* _Exercise brief_
Print the records below once again, exactly as they were given.

▬▬▬▬▬▬

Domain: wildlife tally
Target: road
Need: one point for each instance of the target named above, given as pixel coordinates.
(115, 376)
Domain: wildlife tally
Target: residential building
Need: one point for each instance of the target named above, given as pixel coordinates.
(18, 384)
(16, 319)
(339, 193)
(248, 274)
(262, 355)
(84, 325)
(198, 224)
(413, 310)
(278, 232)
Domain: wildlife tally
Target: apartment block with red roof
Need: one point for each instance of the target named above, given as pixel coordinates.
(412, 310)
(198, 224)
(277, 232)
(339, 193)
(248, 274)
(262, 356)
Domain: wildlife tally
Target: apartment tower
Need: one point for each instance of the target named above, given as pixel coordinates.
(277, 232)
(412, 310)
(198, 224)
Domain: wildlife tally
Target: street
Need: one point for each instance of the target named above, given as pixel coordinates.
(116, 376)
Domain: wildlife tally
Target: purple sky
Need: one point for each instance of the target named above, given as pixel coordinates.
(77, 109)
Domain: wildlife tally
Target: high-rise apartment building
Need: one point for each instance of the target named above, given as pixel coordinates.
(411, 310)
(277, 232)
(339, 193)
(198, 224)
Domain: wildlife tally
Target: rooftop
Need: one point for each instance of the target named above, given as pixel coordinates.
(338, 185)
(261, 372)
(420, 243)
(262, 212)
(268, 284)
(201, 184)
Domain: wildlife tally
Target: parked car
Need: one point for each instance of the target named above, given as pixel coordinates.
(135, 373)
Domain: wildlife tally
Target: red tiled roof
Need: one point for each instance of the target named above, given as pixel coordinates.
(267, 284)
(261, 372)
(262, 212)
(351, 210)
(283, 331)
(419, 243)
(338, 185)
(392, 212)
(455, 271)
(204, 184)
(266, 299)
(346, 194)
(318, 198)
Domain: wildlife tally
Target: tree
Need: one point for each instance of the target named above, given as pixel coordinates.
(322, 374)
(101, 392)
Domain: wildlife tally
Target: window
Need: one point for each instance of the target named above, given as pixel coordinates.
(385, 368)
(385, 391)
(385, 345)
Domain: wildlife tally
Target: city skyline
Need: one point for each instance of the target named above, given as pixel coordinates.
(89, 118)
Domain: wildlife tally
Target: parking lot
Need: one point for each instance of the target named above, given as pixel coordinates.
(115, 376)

▬▬▬▬▬▬

* _Answer to the problem_
Domain: wildlife tally
Target: road
Need: one point for each instance of the target named above, given as pixel coordinates.
(115, 376)
Domain: wildlife tally
Target: residential building
Need: one point for each instance of the target named above, given as pixel coordinates.
(18, 384)
(16, 319)
(339, 193)
(248, 274)
(262, 355)
(84, 325)
(198, 224)
(413, 310)
(278, 232)
Domain: wildlife tally
Target: apartment block with red roof
Need: one point for each instance of the target named above, given as pixel coordinates.
(412, 310)
(198, 224)
(277, 232)
(339, 193)
(248, 274)
(262, 356)
Domain: wildlife tally
Target: apartment tower
Need: one point for each instance of the target named above, given as pixel coordinates.
(277, 232)
(412, 310)
(198, 224)
Domain: wildlife tally
Target: street
Need: one point for each instance of the target named above, given as pixel coordinates.
(116, 376)
Domain: wildlife tally
Target: purple sky
Need: one point for each instance of the target named above, given as pixel coordinates.
(77, 109)
Domain: wildlife tally
Target: high-rise apartment building
Need: one point for each instance of the target named above, given as pixel coordinates.
(411, 310)
(277, 232)
(339, 193)
(198, 224)
Domain: wildlife tally
Target: rooftop
Need: one point for each instance of the target named above, given as pixel coordinates.
(338, 185)
(261, 372)
(420, 243)
(262, 212)
(268, 284)
(201, 184)
Domain: wildlife tally
Target: parked car
Need: one point for each instance of the target named above, given as pixel coordinates.
(135, 373)
Domain: wildlife tally
Target: red tiled roof
Need: one point for each instance of the target named above, given as pixel coordinates.
(267, 284)
(261, 372)
(262, 212)
(351, 210)
(283, 331)
(419, 243)
(338, 185)
(392, 212)
(455, 271)
(204, 184)
(266, 299)
(346, 194)
(318, 198)
Domain: wildlife tally
Target: tree
Need: one point for each instance of the target named above, given as pixel coordinates.
(322, 374)
(101, 392)
Domain: wildlife tally
Target: window
Need: one point for each instance of the target named above, given as pixel coordinates.
(385, 368)
(385, 391)
(385, 345)
Domain: wildlife tally
Target: city skyline
Need: one point for each instance of the target named above, given as pixel coordinates.
(89, 118)
Domain: wildlife tally
Target: parking lot
Need: one point for each instance of the target named above, given as pixel coordinates.
(115, 376)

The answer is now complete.